(Collected data)
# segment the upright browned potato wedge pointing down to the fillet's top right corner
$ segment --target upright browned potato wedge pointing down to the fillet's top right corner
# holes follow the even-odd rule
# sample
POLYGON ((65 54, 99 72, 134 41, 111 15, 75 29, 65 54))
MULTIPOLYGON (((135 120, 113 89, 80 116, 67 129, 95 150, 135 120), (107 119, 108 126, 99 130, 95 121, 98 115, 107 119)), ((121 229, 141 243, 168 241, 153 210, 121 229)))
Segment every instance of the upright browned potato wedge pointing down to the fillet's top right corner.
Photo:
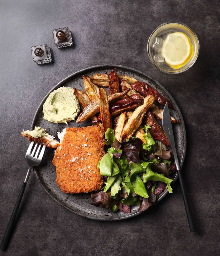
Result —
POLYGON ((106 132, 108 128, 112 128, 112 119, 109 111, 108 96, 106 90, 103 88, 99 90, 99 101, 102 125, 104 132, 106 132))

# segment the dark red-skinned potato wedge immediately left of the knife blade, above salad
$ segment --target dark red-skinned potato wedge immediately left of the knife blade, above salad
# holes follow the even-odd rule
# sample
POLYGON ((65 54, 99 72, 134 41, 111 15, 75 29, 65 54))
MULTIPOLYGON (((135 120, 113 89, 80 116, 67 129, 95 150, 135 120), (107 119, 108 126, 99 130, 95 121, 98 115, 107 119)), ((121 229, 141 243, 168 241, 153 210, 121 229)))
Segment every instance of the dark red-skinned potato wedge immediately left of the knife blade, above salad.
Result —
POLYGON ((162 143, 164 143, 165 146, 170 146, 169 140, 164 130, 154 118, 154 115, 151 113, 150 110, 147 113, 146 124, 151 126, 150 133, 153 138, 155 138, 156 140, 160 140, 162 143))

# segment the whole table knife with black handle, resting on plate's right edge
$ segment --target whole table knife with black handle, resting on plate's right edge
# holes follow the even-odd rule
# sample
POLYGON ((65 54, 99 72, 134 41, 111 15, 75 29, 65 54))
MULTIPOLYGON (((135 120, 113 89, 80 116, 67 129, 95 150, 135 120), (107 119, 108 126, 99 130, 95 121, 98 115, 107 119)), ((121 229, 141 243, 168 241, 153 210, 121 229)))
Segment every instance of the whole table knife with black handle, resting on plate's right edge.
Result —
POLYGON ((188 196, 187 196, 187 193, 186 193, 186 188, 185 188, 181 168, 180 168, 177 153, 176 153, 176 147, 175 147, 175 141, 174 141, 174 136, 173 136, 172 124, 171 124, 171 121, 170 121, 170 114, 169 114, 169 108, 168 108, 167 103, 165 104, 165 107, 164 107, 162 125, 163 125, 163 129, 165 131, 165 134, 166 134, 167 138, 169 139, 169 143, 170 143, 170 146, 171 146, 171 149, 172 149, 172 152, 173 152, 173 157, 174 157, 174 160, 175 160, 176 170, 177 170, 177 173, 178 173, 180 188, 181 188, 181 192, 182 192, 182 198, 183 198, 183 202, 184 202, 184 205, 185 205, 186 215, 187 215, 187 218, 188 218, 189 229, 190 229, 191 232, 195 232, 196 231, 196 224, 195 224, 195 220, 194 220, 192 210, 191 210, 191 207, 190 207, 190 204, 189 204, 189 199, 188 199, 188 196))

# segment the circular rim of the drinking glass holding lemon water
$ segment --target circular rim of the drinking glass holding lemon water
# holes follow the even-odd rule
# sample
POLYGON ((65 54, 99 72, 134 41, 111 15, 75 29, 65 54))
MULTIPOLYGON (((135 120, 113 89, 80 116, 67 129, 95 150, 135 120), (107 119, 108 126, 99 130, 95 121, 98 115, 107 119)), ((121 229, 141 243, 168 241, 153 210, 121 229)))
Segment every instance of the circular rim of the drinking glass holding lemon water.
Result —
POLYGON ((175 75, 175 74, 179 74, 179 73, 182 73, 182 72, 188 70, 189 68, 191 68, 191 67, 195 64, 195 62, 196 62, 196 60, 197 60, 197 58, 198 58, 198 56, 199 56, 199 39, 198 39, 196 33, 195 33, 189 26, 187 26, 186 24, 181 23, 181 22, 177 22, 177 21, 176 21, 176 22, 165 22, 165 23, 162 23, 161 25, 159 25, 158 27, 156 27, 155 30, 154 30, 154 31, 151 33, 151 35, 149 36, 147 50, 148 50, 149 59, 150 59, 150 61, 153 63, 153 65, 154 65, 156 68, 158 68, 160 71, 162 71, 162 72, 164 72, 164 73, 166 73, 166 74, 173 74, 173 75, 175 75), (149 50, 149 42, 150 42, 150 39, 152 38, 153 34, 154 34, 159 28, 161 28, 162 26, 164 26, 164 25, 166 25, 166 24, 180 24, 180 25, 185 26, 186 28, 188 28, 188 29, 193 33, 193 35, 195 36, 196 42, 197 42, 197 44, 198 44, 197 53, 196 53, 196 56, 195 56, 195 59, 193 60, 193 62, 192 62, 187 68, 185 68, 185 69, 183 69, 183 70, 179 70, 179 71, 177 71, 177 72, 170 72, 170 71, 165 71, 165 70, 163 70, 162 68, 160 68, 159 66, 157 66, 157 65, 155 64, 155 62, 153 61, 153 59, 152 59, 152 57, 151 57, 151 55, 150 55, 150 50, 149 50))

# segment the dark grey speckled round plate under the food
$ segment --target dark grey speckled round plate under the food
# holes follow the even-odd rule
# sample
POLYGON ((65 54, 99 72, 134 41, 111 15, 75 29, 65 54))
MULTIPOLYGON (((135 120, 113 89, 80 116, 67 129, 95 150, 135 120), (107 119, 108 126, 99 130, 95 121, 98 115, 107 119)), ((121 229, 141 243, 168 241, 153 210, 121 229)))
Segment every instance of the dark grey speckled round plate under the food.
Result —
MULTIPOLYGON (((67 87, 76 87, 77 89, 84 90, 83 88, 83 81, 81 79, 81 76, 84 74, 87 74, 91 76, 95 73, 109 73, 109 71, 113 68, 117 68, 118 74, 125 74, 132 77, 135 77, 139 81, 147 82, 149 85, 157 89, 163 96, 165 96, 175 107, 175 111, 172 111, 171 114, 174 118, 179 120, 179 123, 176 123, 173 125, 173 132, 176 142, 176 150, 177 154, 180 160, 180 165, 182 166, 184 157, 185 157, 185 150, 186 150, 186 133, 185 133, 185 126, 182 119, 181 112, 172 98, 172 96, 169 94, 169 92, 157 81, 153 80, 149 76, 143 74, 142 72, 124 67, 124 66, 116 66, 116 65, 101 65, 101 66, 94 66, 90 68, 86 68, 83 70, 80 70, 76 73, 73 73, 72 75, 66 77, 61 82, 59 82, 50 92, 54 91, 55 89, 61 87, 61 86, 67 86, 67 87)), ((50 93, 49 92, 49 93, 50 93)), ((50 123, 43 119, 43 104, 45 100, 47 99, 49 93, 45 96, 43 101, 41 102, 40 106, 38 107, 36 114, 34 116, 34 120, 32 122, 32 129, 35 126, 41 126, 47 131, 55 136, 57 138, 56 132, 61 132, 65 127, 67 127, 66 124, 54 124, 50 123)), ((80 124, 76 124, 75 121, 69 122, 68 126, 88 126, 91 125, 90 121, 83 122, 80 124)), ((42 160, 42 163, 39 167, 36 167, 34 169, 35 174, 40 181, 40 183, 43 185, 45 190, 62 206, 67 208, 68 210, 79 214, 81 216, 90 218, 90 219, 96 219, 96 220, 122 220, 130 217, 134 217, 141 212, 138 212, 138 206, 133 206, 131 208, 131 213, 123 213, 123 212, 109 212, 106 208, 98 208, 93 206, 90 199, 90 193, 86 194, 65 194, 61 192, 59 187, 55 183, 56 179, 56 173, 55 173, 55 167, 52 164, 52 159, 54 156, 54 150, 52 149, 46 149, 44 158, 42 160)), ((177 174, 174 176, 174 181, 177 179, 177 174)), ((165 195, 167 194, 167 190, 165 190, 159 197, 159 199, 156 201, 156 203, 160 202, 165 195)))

--- What you are asked to do ---
Leaving aside the images, write out every entry above exactly.

--- Output of the task ---
# segment the upright browned potato wedge pointing down to the fillet's top right corner
$ segment --target upright browned potato wedge pointing down to the fillet's top right corner
# holes follow the even-odd rule
# sample
POLYGON ((65 54, 99 72, 134 41, 111 15, 75 29, 65 54))
MULTIPOLYGON (((135 120, 113 89, 80 116, 67 129, 95 150, 135 120), (107 119, 108 126, 99 130, 95 121, 98 115, 107 119)), ((121 229, 141 243, 168 241, 153 210, 121 229)))
Segment every instance of the upright browned potato wedge pointing down to the fillet's top right corner.
Photo:
Result —
POLYGON ((106 132, 108 128, 112 128, 112 119, 109 111, 108 96, 106 90, 103 88, 99 90, 99 101, 102 125, 104 132, 106 132))

# segment the dark red-skinned potato wedge immediately left of the knife blade, above salad
$ segment --target dark red-skinned potato wedge immediately left of the knife blade, above salad
# holes follow the even-odd rule
# sample
POLYGON ((65 54, 99 72, 134 41, 111 15, 75 29, 65 54))
MULTIPOLYGON (((135 120, 113 89, 80 116, 67 129, 95 150, 135 120), (107 119, 108 126, 99 130, 95 121, 98 115, 107 119)), ((121 229, 141 243, 168 241, 153 210, 121 229)))
Segment every instance of the dark red-skinned potato wedge immediately left of the knife blade, above salad.
Result —
POLYGON ((162 143, 164 143, 165 146, 170 146, 169 140, 164 130, 154 118, 154 115, 151 113, 150 110, 147 113, 146 124, 151 126, 150 133, 153 138, 155 138, 156 140, 160 140, 162 143))

# segment the whole table knife with black handle, resting on plate's right edge
$ segment --target whole table knife with black handle, resting on plate's right edge
# holes follow the even-odd rule
# sample
POLYGON ((65 54, 99 72, 134 41, 111 15, 75 29, 65 54))
MULTIPOLYGON (((135 120, 113 89, 80 116, 67 129, 95 150, 135 120), (107 119, 108 126, 99 130, 95 121, 98 115, 107 119)), ((121 229, 141 243, 168 241, 153 210, 121 229)))
Segment every instance of the whole table knife with black handle, resting on plate's right edge.
Result —
POLYGON ((188 196, 187 196, 187 193, 186 193, 186 188, 185 188, 181 168, 180 168, 177 153, 176 153, 176 147, 175 147, 175 141, 174 141, 174 136, 173 136, 172 124, 171 124, 171 121, 170 121, 170 114, 169 114, 169 108, 168 108, 167 103, 165 104, 165 107, 164 107, 162 125, 163 125, 163 129, 165 131, 165 134, 166 134, 167 138, 169 139, 169 143, 170 143, 170 146, 171 146, 171 149, 172 149, 172 152, 173 152, 173 157, 174 157, 174 160, 175 160, 176 170, 177 170, 177 173, 178 173, 180 188, 181 188, 181 192, 182 192, 182 198, 183 198, 183 202, 184 202, 184 205, 185 205, 186 215, 187 215, 187 218, 188 218, 189 229, 190 229, 191 232, 195 232, 196 231, 196 224, 195 224, 195 220, 194 220, 192 210, 191 210, 191 207, 190 207, 190 204, 189 204, 189 199, 188 199, 188 196))

# segment the circular rim of the drinking glass holding lemon water
$ segment --target circular rim of the drinking glass holding lemon water
# holes follow the even-odd rule
# sample
POLYGON ((65 54, 99 72, 134 41, 111 15, 75 29, 65 54))
MULTIPOLYGON (((135 120, 113 89, 80 116, 67 129, 95 150, 135 120), (107 119, 108 126, 99 130, 95 121, 98 115, 107 119)), ((121 229, 141 243, 168 241, 153 210, 121 229)))
Segment every instance of the circular rim of the drinking glass holding lemon water.
Result —
POLYGON ((175 75, 175 74, 179 74, 179 73, 182 73, 182 72, 188 70, 189 68, 191 68, 191 67, 195 64, 195 62, 196 62, 196 60, 197 60, 197 58, 198 58, 198 56, 199 56, 199 39, 198 39, 196 33, 195 33, 189 26, 187 26, 186 24, 181 23, 181 22, 177 22, 177 21, 176 21, 176 22, 165 22, 165 23, 162 23, 161 25, 159 25, 158 27, 156 27, 155 30, 154 30, 154 31, 151 33, 151 35, 149 36, 147 50, 148 50, 149 59, 150 59, 150 61, 153 63, 153 65, 154 65, 156 68, 158 68, 160 71, 162 71, 162 72, 164 72, 164 73, 166 73, 166 74, 173 74, 173 75, 175 75), (149 50, 149 42, 150 42, 150 39, 152 38, 153 34, 154 34, 159 28, 161 28, 162 26, 164 26, 164 25, 166 25, 166 24, 180 24, 180 25, 185 26, 186 28, 188 28, 188 29, 193 33, 193 35, 195 36, 196 42, 197 42, 197 44, 198 44, 197 53, 196 53, 196 56, 195 56, 195 59, 193 60, 193 62, 192 62, 187 68, 185 68, 185 69, 183 69, 183 70, 179 70, 179 71, 177 71, 177 72, 170 72, 170 71, 165 71, 165 70, 163 70, 162 68, 160 68, 159 66, 157 66, 157 65, 155 64, 155 62, 153 61, 153 59, 152 59, 152 57, 151 57, 151 55, 150 55, 150 50, 149 50))

# segment the dark grey speckled round plate under the food
$ segment --target dark grey speckled round plate under the food
# holes follow the even-odd rule
# sample
POLYGON ((65 54, 99 72, 134 41, 111 15, 75 29, 65 54))
MULTIPOLYGON (((135 120, 113 89, 80 116, 67 129, 95 150, 135 120), (107 119, 108 126, 99 130, 95 121, 98 115, 107 119)), ((121 229, 141 243, 168 241, 153 210, 121 229)))
Segment every instance of the dark grey speckled round plate under the food.
Result —
MULTIPOLYGON (((67 87, 76 87, 77 89, 84 90, 83 88, 83 81, 81 79, 81 76, 84 74, 87 74, 91 76, 95 73, 109 73, 109 71, 113 68, 117 68, 118 74, 125 74, 132 77, 135 77, 139 81, 147 82, 149 85, 157 89, 163 96, 165 96, 175 107, 175 111, 172 111, 171 114, 174 118, 179 120, 179 123, 176 123, 173 125, 173 132, 176 142, 176 150, 177 154, 180 160, 180 165, 182 166, 184 157, 185 157, 185 150, 186 150, 186 133, 185 133, 185 126, 182 119, 181 112, 172 98, 172 96, 169 94, 169 92, 157 81, 153 80, 149 76, 143 74, 142 72, 124 67, 124 66, 116 66, 116 65, 101 65, 101 66, 94 66, 90 68, 86 68, 83 70, 80 70, 76 73, 73 73, 72 75, 66 77, 61 82, 59 82, 50 92, 54 91, 55 89, 61 87, 61 86, 67 86, 67 87)), ((50 93, 49 92, 49 93, 50 93)), ((50 123, 43 119, 43 104, 45 100, 47 99, 49 93, 45 96, 43 101, 41 102, 40 106, 38 107, 36 114, 34 116, 34 120, 32 122, 32 129, 35 126, 41 126, 47 131, 55 136, 57 138, 56 132, 61 132, 65 127, 67 127, 66 124, 54 124, 50 123)), ((80 124, 76 124, 75 121, 69 122, 68 126, 88 126, 91 125, 90 121, 83 122, 80 124)), ((42 160, 42 163, 39 167, 36 167, 34 169, 35 174, 40 181, 40 183, 43 185, 45 190, 62 206, 67 208, 68 210, 79 214, 81 216, 90 218, 90 219, 96 219, 96 220, 122 220, 130 217, 134 217, 141 212, 138 212, 138 206, 133 206, 131 208, 131 213, 123 213, 123 212, 109 212, 106 208, 98 208, 93 206, 90 199, 90 193, 86 194, 65 194, 61 192, 59 187, 55 183, 56 179, 56 173, 55 173, 55 167, 52 164, 52 159, 54 156, 54 150, 52 149, 46 149, 44 158, 42 160)), ((177 174, 174 176, 174 181, 177 179, 177 174)), ((165 195, 167 194, 167 190, 165 190, 159 197, 159 199, 156 201, 156 203, 160 202, 165 195)))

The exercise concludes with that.